• EXERCISE INSTRUCTIONS:
Every entry should come back exactly as written, minus the pictures.

(Collected data)
=== Section Start ===
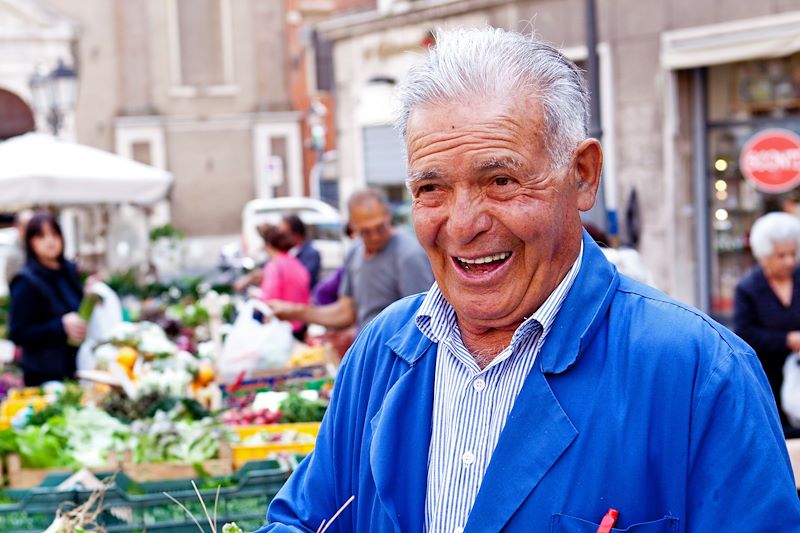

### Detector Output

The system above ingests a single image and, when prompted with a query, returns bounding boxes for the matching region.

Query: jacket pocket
[551,513,679,533]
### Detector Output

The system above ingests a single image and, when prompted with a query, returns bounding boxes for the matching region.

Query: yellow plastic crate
[231,422,320,466]
[7,388,44,400]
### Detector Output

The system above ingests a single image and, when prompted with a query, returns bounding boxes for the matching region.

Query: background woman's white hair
[749,212,800,260]
[395,27,589,170]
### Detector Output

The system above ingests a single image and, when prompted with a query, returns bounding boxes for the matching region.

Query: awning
[661,11,800,69]
[0,133,173,207]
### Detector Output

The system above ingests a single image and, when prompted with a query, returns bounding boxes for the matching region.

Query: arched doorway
[0,89,35,140]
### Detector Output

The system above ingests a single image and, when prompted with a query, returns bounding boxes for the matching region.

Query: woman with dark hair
[8,211,87,385]
[258,225,311,341]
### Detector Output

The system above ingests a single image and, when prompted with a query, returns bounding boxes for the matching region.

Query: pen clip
[595,508,619,533]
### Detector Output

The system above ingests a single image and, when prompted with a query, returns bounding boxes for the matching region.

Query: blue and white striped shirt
[417,244,583,533]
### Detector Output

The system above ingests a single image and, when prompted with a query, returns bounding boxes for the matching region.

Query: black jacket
[8,259,83,378]
[733,266,800,416]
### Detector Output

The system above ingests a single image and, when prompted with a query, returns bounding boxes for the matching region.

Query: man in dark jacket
[280,215,321,289]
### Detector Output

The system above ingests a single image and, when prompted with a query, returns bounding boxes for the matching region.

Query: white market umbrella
[0,133,172,207]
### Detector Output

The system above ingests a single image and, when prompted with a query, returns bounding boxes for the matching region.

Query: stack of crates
[0,460,289,533]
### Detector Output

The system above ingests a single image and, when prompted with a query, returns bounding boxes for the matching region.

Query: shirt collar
[415,242,584,346]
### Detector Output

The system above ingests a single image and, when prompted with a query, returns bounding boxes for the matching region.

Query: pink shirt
=== Section End ===
• THE COMPLETED TASK:
### Detector Output

The system above ingests a single image and, when prompted with a query, returns bounding boxes for the matching region.

Query: jacket pocket
[551,513,679,533]
### Detector Output

The system above ingests a single image and, when prompted with a query, returns bounding boxes for the matching region.

Query: yellow plastic crate
[231,422,320,466]
[7,388,44,400]
### Detector Output

The system above ingests a single image and, when prompted with a query, returns bounding boxes for the matching region.

Query: background woman's white hair
[749,212,800,260]
[395,27,589,170]
### Detector Output

The system above ingests a single image and, when prompted with a query, returns bounding boxes for the matching region.

Query: awning
[661,11,800,69]
[0,133,173,207]
### Detector Output

The system above ingests a single image and, when prompted with a query, returns bounding boxes for the matching region.

Query: arched doorway
[0,89,35,140]
### Detector Output

The system above ingests a single image and, when prompted with a query, returns bounding boxes for the matching region.

Query: woman with dark hair
[8,211,87,385]
[258,225,311,341]
### Detector Output

The system above ingests a single image and, when prompted with a query, returns bounding boxes for the matching region.

Query: pen clip
[595,508,619,533]
### Detector Output

The system above ingests a single image and, when prompted with a query, returns bounding boxes for the matching region.

Query: blue and white striped shirt
[417,244,583,533]
### Detector Output

The system above ingests a single image and, when prompted with a query, returns bounding boxes for the matching region.

Query: black jacket
[8,259,83,378]
[733,266,800,416]
### Detector Output

The system above ingests a single image and, when prompted with a query, returns bounding boxes for the matching region.

Query: man in dark jacket
[280,215,321,289]
### Detector Output

The system above ingests a single image and, when prompted with a query, returns bounding boxes for the matching region.

Query: white market umbrella
[0,133,172,207]
### Detector Output

The system above ingests a single image and, when prompted with a query, returns bounding boxes for the matching region.

Query: stack of crates
[0,460,289,533]
### Detector Output

The system above ingests a single image and, when prompted with a query, returns bounding boxes for the matching region.

Query: shirt collar
[415,242,584,346]
### Detector Output

The system above ingests a single image and, when prompted with a query, returns bounding boxes for the matching region.

Query: pink shirt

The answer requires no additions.